» **INSTRUCTIONS FOR THE TASK**: Rewrite the lines starting at the one containing "ring on finger." and ending at the one containing "[498,46,530,55]", changing every "scene" to "frame" and leaving everything else the same.

** Begin TASK INPUTS **

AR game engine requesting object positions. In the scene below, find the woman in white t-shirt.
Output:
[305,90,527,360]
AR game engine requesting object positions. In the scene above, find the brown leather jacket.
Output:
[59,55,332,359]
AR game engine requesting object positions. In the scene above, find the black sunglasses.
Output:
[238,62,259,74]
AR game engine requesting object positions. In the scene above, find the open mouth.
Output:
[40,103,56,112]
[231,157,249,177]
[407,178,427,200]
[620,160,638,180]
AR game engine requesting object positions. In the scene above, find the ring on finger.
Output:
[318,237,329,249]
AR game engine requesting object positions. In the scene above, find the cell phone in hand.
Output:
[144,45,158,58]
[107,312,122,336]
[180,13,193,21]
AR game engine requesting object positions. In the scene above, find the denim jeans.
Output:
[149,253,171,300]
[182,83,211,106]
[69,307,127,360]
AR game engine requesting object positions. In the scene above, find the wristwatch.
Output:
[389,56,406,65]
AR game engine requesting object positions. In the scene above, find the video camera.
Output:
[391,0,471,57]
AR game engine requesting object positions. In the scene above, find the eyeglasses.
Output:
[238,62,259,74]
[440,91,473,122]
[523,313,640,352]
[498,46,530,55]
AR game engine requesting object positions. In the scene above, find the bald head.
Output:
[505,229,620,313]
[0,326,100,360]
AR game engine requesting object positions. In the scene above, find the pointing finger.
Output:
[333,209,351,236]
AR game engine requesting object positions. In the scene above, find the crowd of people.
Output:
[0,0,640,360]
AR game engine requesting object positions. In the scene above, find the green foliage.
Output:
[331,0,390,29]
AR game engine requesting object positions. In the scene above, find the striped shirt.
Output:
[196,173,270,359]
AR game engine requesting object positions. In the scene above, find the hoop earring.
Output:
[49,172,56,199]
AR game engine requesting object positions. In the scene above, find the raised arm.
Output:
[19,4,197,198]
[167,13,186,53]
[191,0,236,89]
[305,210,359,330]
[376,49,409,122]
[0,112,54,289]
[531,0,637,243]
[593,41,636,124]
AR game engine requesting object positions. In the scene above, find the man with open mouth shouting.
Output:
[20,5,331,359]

** End TASK INPUTS **

» **TASK RESULT**:
AR game engine requesting object positions. In the frame above, find the ring on finger.
Output:
[318,237,329,249]
AR game engine requesting object positions. In the frame above, find the cell phone in hand.
Output:
[144,45,158,58]
[107,312,122,336]
[180,13,193,21]
AR game engine requesting object positions. In the frame above, find the denim jeans.
Output:
[149,253,171,300]
[182,83,211,106]
[69,307,127,360]
AR game engine requesting object positions. In the frame above, find the wristwatch.
Output:
[389,56,406,65]
AR game engine requesting object positions. In the frame above, find the video camera.
Output:
[391,0,471,57]
AR game engine requesting object positions. In the frame above, find the eyeglasses.
Output:
[238,62,259,74]
[440,91,473,122]
[523,313,640,352]
[498,46,530,55]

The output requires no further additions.